### TASK STATEMENT
Copy the listing below line for line without changing anything.

/---

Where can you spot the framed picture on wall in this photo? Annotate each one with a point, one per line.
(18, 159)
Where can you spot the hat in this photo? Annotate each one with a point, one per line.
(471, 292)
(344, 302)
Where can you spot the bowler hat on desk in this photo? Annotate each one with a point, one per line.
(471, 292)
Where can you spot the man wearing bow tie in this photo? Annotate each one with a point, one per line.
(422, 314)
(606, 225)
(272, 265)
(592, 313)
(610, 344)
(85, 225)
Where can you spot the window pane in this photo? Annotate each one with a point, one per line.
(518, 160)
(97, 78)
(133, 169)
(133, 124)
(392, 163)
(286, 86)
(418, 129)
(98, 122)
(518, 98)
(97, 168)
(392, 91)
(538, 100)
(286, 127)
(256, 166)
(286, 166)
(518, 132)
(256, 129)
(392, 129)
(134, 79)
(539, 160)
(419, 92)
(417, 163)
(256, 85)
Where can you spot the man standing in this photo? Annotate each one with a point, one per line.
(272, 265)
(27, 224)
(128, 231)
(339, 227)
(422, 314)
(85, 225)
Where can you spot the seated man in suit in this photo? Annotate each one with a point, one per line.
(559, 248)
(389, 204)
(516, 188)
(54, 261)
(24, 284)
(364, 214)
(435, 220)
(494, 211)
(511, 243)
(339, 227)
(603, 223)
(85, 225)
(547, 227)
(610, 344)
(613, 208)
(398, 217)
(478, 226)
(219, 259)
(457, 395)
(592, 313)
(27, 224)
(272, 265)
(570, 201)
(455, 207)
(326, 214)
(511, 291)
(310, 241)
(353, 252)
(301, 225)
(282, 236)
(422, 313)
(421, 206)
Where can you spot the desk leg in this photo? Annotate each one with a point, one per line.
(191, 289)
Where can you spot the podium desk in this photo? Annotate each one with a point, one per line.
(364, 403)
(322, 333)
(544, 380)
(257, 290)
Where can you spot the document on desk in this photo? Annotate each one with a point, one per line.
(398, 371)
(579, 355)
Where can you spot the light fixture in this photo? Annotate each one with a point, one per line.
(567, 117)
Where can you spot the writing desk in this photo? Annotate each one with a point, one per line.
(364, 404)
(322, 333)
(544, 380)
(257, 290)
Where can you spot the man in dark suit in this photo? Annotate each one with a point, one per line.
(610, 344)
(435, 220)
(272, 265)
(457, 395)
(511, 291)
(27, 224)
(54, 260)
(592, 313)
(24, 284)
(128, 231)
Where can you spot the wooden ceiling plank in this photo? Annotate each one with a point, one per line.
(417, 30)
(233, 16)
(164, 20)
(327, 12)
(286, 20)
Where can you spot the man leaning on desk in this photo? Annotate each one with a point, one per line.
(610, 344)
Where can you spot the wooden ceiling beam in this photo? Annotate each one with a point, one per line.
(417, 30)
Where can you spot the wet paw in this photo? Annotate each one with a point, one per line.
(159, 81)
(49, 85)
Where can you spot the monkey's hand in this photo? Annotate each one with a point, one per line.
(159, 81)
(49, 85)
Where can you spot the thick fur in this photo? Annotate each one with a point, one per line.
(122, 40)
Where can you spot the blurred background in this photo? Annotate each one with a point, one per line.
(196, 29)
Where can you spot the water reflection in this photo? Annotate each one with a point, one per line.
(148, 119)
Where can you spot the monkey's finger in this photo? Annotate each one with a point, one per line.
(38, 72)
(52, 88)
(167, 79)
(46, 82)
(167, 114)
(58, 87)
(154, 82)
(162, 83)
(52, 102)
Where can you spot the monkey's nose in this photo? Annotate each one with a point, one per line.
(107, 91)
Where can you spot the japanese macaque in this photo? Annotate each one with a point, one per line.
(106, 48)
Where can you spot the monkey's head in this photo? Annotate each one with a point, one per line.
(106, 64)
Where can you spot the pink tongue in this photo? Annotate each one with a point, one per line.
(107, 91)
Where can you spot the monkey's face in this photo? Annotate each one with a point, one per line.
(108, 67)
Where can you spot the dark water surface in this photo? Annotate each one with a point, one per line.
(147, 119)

\---

### COMPLETED EXERCISE
Where can you spot the framed picture on wall in this photo? Annotate each one with a point, one per line.
(18, 159)
Where can you spot the hat in this photo? Annotate each one with a point, one per line.
(471, 292)
(344, 302)
Where can you spot the bowler hat on desk in this photo? Annotate each one with a point, one per line.
(471, 292)
Where can you spot the man wearing bow tie in this photo? Annotate each one with a point, one per line.
(422, 314)
(606, 225)
(272, 265)
(592, 313)
(610, 344)
(85, 225)
Where can you spot the window pane in this photo? Annotate each one with a point, one per line.
(518, 160)
(97, 78)
(133, 169)
(133, 124)
(392, 163)
(286, 86)
(418, 129)
(98, 122)
(518, 98)
(97, 168)
(392, 91)
(538, 100)
(286, 127)
(256, 166)
(286, 166)
(518, 132)
(256, 129)
(392, 129)
(134, 79)
(539, 160)
(419, 92)
(417, 163)
(256, 85)
Where can you spot the man standing in this photo? Annotate each one with a point, one per line.
(272, 265)
(27, 224)
(128, 231)
(339, 227)
(422, 314)
(85, 225)
Where can you spot the seated man in suit in this photo? Annotate each one with a point, one per line.
(559, 248)
(389, 204)
(516, 188)
(54, 261)
(24, 284)
(364, 214)
(435, 220)
(494, 211)
(511, 243)
(339, 227)
(603, 223)
(85, 225)
(547, 227)
(610, 344)
(613, 208)
(398, 217)
(478, 226)
(219, 259)
(457, 395)
(592, 313)
(27, 224)
(272, 265)
(570, 201)
(455, 207)
(326, 214)
(511, 291)
(310, 241)
(353, 252)
(301, 225)
(282, 236)
(422, 313)
(421, 206)
Where can you spot the desk leg in this photo? Annotate each one with a point, one per line.
(191, 289)
Where can you spot the podium desk in this photo? Annotate each one with a point, one per line.
(364, 403)
(322, 333)
(544, 380)
(257, 290)
Where can you spot the document on desk in this photo? Annotate each one with a point, one per line.
(398, 371)
(579, 355)
Where can you spot the light fixture in this photo? Annotate each one with a point, one per line.
(567, 117)
Where can you spot the writing desk in this photo? Annotate each one with a point, one per line.
(364, 404)
(322, 333)
(544, 380)
(257, 290)
Where can you spot the man in dark suit in this photo? Annotate each one with a point, one per line.
(610, 344)
(435, 220)
(272, 265)
(457, 395)
(511, 291)
(27, 224)
(54, 260)
(592, 313)
(24, 284)
(128, 231)
Where can you spot the wooden ceiling plank in this photo? Annotate each one with a point, one per line.
(417, 30)
(233, 16)
(164, 20)
(327, 12)
(286, 20)
Where can you spot the man leaning on desk in this photo? Annotate each one with a point, one per line.
(610, 344)
Where can you spot the wooden ceiling beam in this photo? Annotate each one with a point, one per line.
(417, 30)
Where can you spot the wet paw in this photo? Annotate each one with a point, one per line.
(159, 81)
(49, 85)
Where can you spot the monkey's hand in this photo? Annotate each one with a point, one per line.
(159, 81)
(49, 85)
Where can you spot the thick fur in this photo? Annotate each one with a point, one per line.
(122, 40)
Where can you spot the blurred background in this photo? Annotate each one with a point, one per line.
(196, 29)
Where can you spot the water reflection in this photo? Annotate each one with a point, one per line.
(148, 119)
Where can you spot the monkey's finger in this photo? Annotate each one with a point, one per line.
(38, 72)
(52, 88)
(167, 79)
(46, 82)
(167, 114)
(58, 87)
(154, 82)
(162, 83)
(52, 102)
Where can you spot the monkey's nose in this photo? Annotate each one with a point, one per line.
(107, 91)
Where can you spot the japanese macaque in this photo? Annotate each one with a point, one per line.
(106, 48)
Where can you spot the monkey's head in this photo? Annotate each one with a point, one per line.
(106, 64)
Where can you spot the pink tongue in this photo? Annotate each one with a point, one per line.
(107, 91)
Where can you spot the monkey's face in this photo? Annotate each one with a point, one per line.
(108, 67)
Where can you spot the dark water surface in this photo? Annotate each one with a point, one per line.
(147, 119)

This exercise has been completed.